DOCUMENT SECTION

___

Section 5. Purpose – Impact of Animal Tracking and Premises Identification. It is the belief of the Board of Supervisors that a mandatory animal tracking and premises identification system will (1) impose costs for registration on small farmers that threaten margins of farm profitability, (2) require owners of even one animal to register their home and animals into the federal database, (3) require owners of animals to report the birthdate of all of their animals, report times that the animals leave or enter the property, report the loss or replacement of an animal tag, and report the death of the animal – all within twenty-four hours of those events, (4) require veterinarians to report animal owners who have not complied with the animal tracking system to the United States Department of Agriculture, with enforcement carried out by that agency, and (5) enable the federal government to seize privately owned farm animals without due process or other constitutional protections. It is the belief of the Board of Supervisors that governmental animal tracking and premises identification therefore violates the Fourth Amendment, Fifth Amendment, Fourteenth Amendment, and First Amendment federal constitutional rights of the people of Liberty Township, and violates rights secured under Article I of the Pennsylvania Constitution.

Section 6. Definitions. As used throughout this Ordinance, the following words and phrases shall have the following meanings:

      “Corporation” – any corporation organized under the laws of any state of the United States  or any country.

      “Families” – natural persons related to one another within the fourth degree of kinship  according to civil law, or their spouses.

      “Family farm corporations” - corporations or syndicates engaged in farming or the  ownership of agricultural land, in which seventy-five percent (75%) of the partnership  interests, shares, stock, or other ownership interests are held by members of a family or a  trust created for the benefit of a member of that family.

      “Independent family farm operation” – agricultural operations wholly owned and operated  by families or by family farm corporations.

      “Municipality” – the Township of Liberty.

      “Person” – a natural person.

      “Syndicate” – includes any limited partnership, limited liability partnership, business trust,  or limited liability company organized under the laws of any state of the United States or  any country.

Section 7. Statement of Law – Declaration of Rights. Every person and family in Liberty Township interested in creating, or already engaged in, an independent family farm operation, has an unabridged right to make a living wage from farming. Every person and family in Liberty Township has the right to privacy and security, a right to due process of law, a right to free exercise of their religion, a right to be free from involuntary servitude, and a right to equal protection of the laws. The people of Liberty Township also possess the rights guaranteed to them by the Ninth and Tenth Amendments to the federal Constitution, in addition to the rights guaranteed to them by Article I of the Pennsylvania Constitution.

Section 8. Statement of Law – Nullification. Any state or federal law requiring a mandatory animal identification or premises registration system within the Township of Liberty shall be null and void within the Township of Liberty.

Section 9. Statement of Law – Duty of Municipality. The Township of Liberty shall protect and defend the residents of the Township, with all necessary financial resources, from state and federal efforts to enforce mandatory animal identification or premises registration systems within the Township of Liberty. That duty shall include, but not be limited to, seeking injunctive relief against governmental and corporate entities which seek to enforce laws mandating animal identification and/or premises registration within the Township.

___

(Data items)
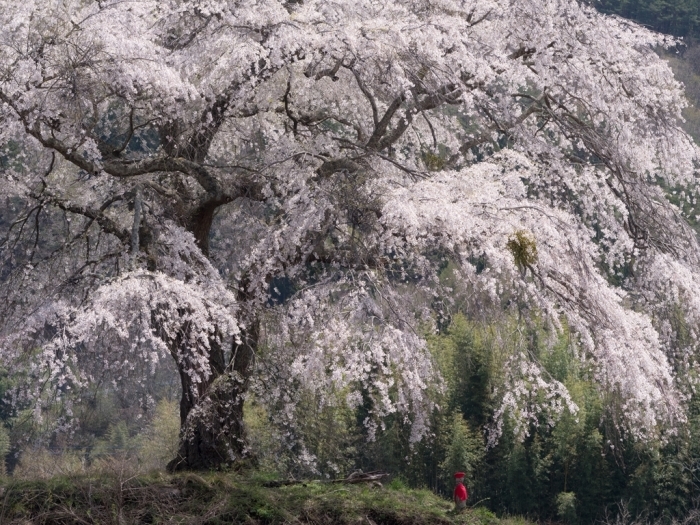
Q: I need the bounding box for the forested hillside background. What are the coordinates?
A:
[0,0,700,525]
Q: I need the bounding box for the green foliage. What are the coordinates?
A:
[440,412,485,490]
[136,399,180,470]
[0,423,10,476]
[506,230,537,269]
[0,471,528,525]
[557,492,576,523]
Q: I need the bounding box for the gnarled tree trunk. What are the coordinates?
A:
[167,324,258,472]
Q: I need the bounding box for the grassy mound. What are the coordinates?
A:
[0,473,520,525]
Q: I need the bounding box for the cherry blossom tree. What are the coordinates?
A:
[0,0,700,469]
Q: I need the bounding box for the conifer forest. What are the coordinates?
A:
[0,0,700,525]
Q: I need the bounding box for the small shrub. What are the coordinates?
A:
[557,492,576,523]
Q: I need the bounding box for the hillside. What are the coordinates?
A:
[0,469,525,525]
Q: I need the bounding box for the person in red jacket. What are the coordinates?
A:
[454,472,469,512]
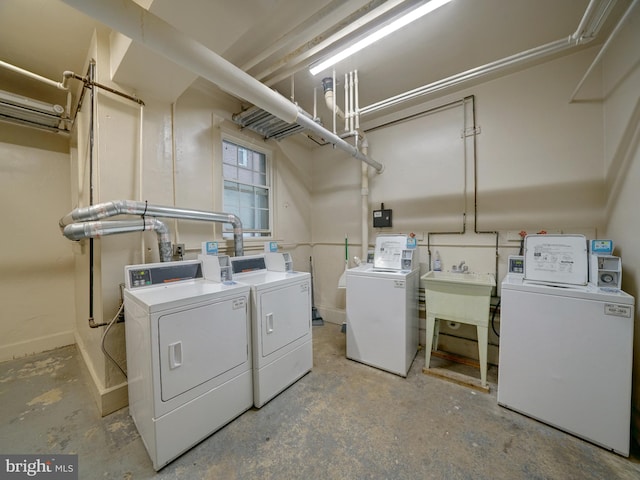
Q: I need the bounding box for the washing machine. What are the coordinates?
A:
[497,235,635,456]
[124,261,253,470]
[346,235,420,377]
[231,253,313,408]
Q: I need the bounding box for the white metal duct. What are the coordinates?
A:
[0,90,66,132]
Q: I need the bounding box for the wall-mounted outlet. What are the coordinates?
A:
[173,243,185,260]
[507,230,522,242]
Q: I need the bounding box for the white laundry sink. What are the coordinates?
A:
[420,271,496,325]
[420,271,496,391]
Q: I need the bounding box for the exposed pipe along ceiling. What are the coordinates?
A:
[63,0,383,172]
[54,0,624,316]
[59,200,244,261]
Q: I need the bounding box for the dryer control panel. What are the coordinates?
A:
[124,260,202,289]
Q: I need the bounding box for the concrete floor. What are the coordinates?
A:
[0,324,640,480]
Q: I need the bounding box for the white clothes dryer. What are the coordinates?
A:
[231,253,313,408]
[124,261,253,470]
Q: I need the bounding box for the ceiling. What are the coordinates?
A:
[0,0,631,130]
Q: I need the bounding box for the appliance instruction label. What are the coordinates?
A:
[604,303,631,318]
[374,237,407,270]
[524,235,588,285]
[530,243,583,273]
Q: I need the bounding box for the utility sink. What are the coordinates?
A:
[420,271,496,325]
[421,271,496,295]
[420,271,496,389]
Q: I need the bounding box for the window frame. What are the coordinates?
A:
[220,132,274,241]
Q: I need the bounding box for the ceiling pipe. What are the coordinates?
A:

___

SHORT TASK 1
Using the ordinance, answer each question briefly.
(a) Within how many hours of the listed events would animal owners have to report them?
(b) What percentage of ownership interests must family members or a family trust hold for a family farm corporation?
(c) Which amendments to the federal Constitution does the declaration of rights say also guarantee rights to the people of Liberty Township?
SHORT TASK 2
Reproduce the part of the ordinance that opens with the words containing "Section 6. Definitions." and closes with "of that family.".
SHORT TASK 3
Translate this sentence from the ordinance into Spanish: "Any state or federal law requiring a mandatory animal identification or premises registration system within the Township of Liberty shall be null and void within the Township of Liberty."

EXERCISE ANSWER 1
(a) Twenty-four hours.
(b) Seventy-five percent (75%).
(c) The Ninth and Tenth Amendments.

EXERCISE ANSWER 2
Section 6. Definitions. As used throughout this Ordinance, the following words and phrases shall have the following meanings:

      “Corporation” – any corporation organized under the laws of any state of the United States  or any country.

      “Families” – natural persons related to one another within the fourth degree of kinship  according to civil law, or their spouses.

      “Family farm corporations” - corporations or syndicates engaged in farming or the  ownership of agricultural land, in which seventy-five percent (75%) of the partnership  interests, shares, stock, or other ownership interests are held by members of a family or a  trust created for the benefit of a member of that family.

EXERCISE ANSWER 3
Cualquier ley estatal o federal que exija un sistema obligatorio de identificación animal o de registro de instalaciones dentro del Municipio de Liberty será nula y sin efecto dentro del Municipio de Liberty.